§ **RECORDS FOR PROCESSING**:

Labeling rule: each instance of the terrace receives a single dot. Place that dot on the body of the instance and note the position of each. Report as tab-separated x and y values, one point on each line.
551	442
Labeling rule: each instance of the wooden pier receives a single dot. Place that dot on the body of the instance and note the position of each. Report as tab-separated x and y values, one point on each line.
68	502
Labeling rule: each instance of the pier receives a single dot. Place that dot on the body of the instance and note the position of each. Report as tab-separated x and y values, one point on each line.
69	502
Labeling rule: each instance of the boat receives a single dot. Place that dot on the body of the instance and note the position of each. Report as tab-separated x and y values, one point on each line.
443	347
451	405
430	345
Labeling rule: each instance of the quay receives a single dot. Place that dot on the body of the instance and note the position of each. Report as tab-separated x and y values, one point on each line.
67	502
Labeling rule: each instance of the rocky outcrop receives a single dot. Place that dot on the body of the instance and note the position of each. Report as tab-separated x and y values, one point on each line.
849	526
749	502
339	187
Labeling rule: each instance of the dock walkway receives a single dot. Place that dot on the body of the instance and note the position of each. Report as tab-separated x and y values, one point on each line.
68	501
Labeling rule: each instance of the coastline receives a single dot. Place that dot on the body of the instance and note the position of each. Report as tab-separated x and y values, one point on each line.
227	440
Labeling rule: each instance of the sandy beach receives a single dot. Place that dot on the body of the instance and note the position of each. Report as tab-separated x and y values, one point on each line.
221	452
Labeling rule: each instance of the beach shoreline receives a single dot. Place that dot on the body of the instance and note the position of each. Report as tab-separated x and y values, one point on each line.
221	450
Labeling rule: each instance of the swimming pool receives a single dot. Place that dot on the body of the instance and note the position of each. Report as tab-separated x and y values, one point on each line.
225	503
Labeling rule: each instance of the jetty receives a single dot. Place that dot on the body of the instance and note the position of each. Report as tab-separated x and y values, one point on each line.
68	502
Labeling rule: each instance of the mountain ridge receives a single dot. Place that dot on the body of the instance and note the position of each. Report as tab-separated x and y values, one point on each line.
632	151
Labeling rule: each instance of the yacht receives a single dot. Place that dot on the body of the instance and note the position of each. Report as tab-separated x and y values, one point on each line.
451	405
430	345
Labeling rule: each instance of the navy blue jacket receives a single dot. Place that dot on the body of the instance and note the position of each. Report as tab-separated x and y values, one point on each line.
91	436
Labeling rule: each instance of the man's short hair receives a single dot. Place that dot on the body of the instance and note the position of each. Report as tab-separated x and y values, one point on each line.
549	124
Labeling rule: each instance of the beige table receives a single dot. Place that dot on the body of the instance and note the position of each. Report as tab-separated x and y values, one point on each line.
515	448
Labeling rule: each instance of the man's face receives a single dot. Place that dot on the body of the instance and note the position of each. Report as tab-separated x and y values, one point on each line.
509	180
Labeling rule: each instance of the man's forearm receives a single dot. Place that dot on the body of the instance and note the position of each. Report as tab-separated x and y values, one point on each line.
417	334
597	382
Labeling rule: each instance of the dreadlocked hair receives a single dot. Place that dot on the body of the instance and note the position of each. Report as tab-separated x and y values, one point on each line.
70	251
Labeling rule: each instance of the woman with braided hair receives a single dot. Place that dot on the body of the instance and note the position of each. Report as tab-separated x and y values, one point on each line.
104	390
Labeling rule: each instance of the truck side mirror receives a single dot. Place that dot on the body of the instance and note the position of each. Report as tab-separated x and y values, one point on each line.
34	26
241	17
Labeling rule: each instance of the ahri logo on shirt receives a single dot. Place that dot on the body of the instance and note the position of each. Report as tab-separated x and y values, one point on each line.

§ **THE TASK**:
Every record shown above should be given back exactly.

§ **OUTPUT OF THE EXERCISE**:
Labeling rule: each instance of the terrace receives a single dot. Place that dot on the body of the instance and note the position of each. Report as tab-separated x and y values, one point on each line.
551	442
Labeling rule: each instance of the wooden pier receives a single dot. Place that dot on the body of the instance and note the position of each. Report as tab-separated x and y values, one point on each line.
68	502
Labeling rule: each instance of the pier receives a single dot. Place that dot on the body of the instance and note the position of each. Report as tab-separated x and y values, one point on each line.
69	502
Labeling rule: each instance of the boat receives a single dot. Place that dot on the body of the instance and note the position of each. Report as tab-separated x and y values, one point on each line.
443	347
451	405
430	345
Labeling rule: each instance of the quay receives a single dot. Place that dot on the body of the instance and note the position of each. Report as tab-separated x and y values, one point on each line.
67	502
Labeling rule: each instance of the rocky outcrop receives a single dot. Place that dot on the body of the instance and note the position of each. Report as tab-separated x and y values, one point on each line.
849	526
749	502
339	187
Labeling rule: each instance of the dock walkway receives a single dot. Place that dot on the body of the instance and note the position of each. Report as tab-separated x and y values, one point on each line.
68	501
Labeling rule: each instance of the coastline receives a single dot. Place that dot on the body of the instance and note the position of each. Report as tab-separated x and y values, one point on each line.
227	440
Labeling rule: each instance of the sandy beach receives a single dot. Place that dot on the body of the instance and note the position of each. Report as tab-separated x and y values, one point on each line.
221	452
Labeling rule: each instance of the beach shoreline receives a single dot. Place that dot on the body of the instance and note the position of each. Report as tab-separated x and y values, one point on each line.
221	450
Labeling rule: each instance of the swimming pool receives a single dot. Place that dot on the body of the instance and note the position of each. Report as tab-separated x and y values, one point on each line.
225	503
Labeling rule: each instance of the jetty receives a single dot. Place that dot on the body of the instance and note the position of each. Report as tab-separated x and y values, one point on each line.
68	502
Labeling rule: each instance of the mountain ridge receives a single dot. Place that dot on the body of the instance and note the position of each. Report as tab-separated x and y values, one point on each line.
632	151
Labeling rule: each instance of the yacht receives a single dot. Place that dot on the body of the instance and note the position of each. Report as tab-separated x and y values, one point on each line.
451	405
430	345
Labeling rule: each instance of the navy blue jacket receives a single dot. Place that dot on the body of the instance and note the position of each. Report as tab-separated x and y values, one point on each line.
91	436
Labeling rule: each instance of the man's short hair receives a single dot. Place that dot on the body of the instance and note the position of each. Report as tab-separated x and y values, one point on each line.
549	124
Labeling rule: each instance of the beige table receives a single dot. Place that dot on the body of the instance and note the position of each. Report as tab-separated x and y values, one point on each line.
515	448
Labeling rule: each instance of the man's face receives a single dot. Place that dot on the body of the instance and note the position of each. Report as tab-separated x and y values, one point on each line.
509	180
Labeling rule: each instance of the man's forearm receives a single dot. Place that dot on the body of the instance and note the position of each. Report as tab-separated x and y values, one point on each line.
417	334
597	382
Labeling rule: each instance of the dreadlocked hair receives a single dot. Place that dot on the body of the instance and note the position of each. Report as tab-separated x and y values, one point on each line.
70	251
Labeling rule: each instance of the woman with braided hair receives a single dot. Place that dot on the body of the instance and note the position of each. Report as tab-separated x and y values, one point on each line.
104	390
Labeling rule: each instance of the truck side mirror receives a single dot. Place that dot on the body of the instance and note the position of each. Report as tab-separated x and y values, one point on each line.
34	26
241	17
Labeling rule: each instance of the ahri logo on shirt receives a single dot. Place that dot on the body of the instance and note the position of each. Report as tab-separated x and y values, one point on each line.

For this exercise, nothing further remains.